# EXERCISE
Reproduce each line exactly. Skip none.
::::::::::
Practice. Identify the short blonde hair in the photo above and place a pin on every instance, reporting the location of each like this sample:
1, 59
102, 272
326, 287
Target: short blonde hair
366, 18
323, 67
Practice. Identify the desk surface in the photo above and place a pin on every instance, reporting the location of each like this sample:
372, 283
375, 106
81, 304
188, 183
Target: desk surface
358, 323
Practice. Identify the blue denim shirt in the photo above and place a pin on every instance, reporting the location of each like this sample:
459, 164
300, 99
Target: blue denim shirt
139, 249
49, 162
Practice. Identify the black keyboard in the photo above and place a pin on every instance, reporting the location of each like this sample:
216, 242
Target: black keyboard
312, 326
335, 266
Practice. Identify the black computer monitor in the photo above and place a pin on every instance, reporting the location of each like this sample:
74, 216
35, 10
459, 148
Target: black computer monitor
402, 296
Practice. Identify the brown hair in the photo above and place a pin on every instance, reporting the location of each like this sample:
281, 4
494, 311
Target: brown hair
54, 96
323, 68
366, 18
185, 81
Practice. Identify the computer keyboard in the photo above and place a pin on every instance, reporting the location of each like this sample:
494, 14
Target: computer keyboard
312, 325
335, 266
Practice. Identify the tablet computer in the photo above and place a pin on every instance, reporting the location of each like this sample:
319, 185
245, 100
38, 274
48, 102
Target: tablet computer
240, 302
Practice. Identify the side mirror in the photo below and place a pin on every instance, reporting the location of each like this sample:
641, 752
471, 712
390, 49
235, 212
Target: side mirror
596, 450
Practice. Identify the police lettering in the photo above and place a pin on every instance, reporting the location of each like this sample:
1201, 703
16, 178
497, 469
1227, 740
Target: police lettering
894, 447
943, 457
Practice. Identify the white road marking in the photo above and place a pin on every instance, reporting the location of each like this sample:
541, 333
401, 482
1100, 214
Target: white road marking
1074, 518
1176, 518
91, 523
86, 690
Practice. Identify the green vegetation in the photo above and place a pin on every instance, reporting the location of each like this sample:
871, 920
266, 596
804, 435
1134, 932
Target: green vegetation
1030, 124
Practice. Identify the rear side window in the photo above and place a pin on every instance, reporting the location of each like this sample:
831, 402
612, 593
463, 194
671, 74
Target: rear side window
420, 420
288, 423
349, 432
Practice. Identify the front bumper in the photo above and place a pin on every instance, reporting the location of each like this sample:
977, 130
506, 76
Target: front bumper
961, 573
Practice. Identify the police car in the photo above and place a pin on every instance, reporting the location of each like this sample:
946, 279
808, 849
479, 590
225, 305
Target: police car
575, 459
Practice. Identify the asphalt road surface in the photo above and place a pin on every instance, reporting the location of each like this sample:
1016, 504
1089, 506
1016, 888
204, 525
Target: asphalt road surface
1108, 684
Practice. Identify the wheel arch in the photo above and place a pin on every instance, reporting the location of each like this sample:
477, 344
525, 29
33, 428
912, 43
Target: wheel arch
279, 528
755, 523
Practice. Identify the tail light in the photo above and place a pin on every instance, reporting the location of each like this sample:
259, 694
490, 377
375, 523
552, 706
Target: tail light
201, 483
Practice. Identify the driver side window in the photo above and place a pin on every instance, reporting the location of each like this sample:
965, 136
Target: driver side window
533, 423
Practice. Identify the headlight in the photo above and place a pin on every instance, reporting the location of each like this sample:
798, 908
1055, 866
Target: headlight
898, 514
::::::::::
# EXERCISE ANSWER
Practice. Identify the short blonde hair in the photo above and place a pin on every instance, reporting the location of each like this sample:
1, 59
102, 272
326, 287
Target: short blonde hair
366, 18
323, 67
Practice. Identify the desk surface in the photo above and place a pin on every instance, reporting the location of each like this sample:
372, 283
375, 106
81, 304
188, 183
Target: desk surface
358, 323
Practice. Identify the blue denim shirt in the photo above and place a pin on every instance, reporting the location of each like this sample:
459, 164
300, 99
Target: blue denim shirt
139, 249
49, 162
Practice. Identify the black keyboard in the photo above and place a pin on every instance, reporting the location of each like this sample:
216, 242
Target: black keyboard
312, 326
335, 266
Practice. Identify the black computer monitor in the photo above and place a pin on every instance, reporting the location of each like this sample:
74, 216
35, 10
459, 148
Target: black computer monitor
402, 296
Practice. Identify the brown hair in the photo above and place a pin on every instance, reporting the location of each like this sample:
281, 4
494, 311
Target: brown hair
54, 96
323, 68
366, 18
185, 81
Practice. Identify the computer keyboard in the photo above and place a pin on every instance, reporting the location of each like this sample:
494, 14
Target: computer keyboard
312, 325
335, 266
Practice. Identify the tablet computer in the photo above and place a pin on every instance, reporting the location of each like this sample:
319, 185
245, 100
38, 274
48, 102
Target: tablet computer
240, 302
Practice. Identify the side mirror in the photo below and place a pin on every instance, reporting the location of each like this sample:
641, 752
471, 712
390, 49
235, 212
Target: side mirror
596, 450
Practice. Identify the police lettering in the photo above and place a pin on every instance, reporting the location of each like this sample:
1201, 703
16, 178
497, 469
1227, 740
Target: police lettering
894, 447
943, 457
Practice. Identify the white road marking in the photo above and place a pin on every instance, reporting the location of each like this sample:
541, 333
401, 482
1100, 214
Target: white road marking
1074, 518
1176, 518
91, 523
86, 690
Practice. Identify the green vegetation in the photo above and place a pin on every instance, reporting the location of each like this sample:
871, 920
266, 596
804, 435
1134, 932
Target: green vegetation
1030, 124
Practice. Identify the rear side window in the photo above and place a pin on every instance, reporting the location of each like this sample:
831, 402
612, 593
463, 194
671, 74
Target: rear side window
420, 420
288, 423
349, 432
Practice. Identify the front bumper in the photo above and place a pin on every instance, reporting the location of each like this sample:
977, 130
506, 76
Target: front bumper
961, 573
Practice. Identify the police car in the photo above and place a pin on every instance, reporting the location of each like this sample:
946, 279
808, 849
479, 590
225, 305
Target: police car
575, 459
Practice. Identify the asphalt road surface in the photo above and place a pin on every instance, reporting the location of each like this sample:
1016, 504
1089, 506
1016, 888
204, 525
Target: asphalt road surface
1108, 684
Practice. Identify the wheel arch in the photo above and place a pin on every instance, reporting the location of each like this sample:
477, 344
525, 29
33, 428
912, 43
Target: wheel arch
279, 528
755, 523
Practice. Identify the tail light in the photo above and place a pin on every instance, reporting the location of each like this sample:
259, 694
490, 377
375, 523
552, 706
Target: tail light
201, 483
Practice. Identify the driver side window in the photo above and place a pin on every instance, reporting the location of each like this sample:
965, 136
Target: driver side window
533, 423
Practice. Identify the headlight in the photo above and place a pin on every instance, reporting the location of each like this sample:
798, 908
1055, 866
Target: headlight
898, 514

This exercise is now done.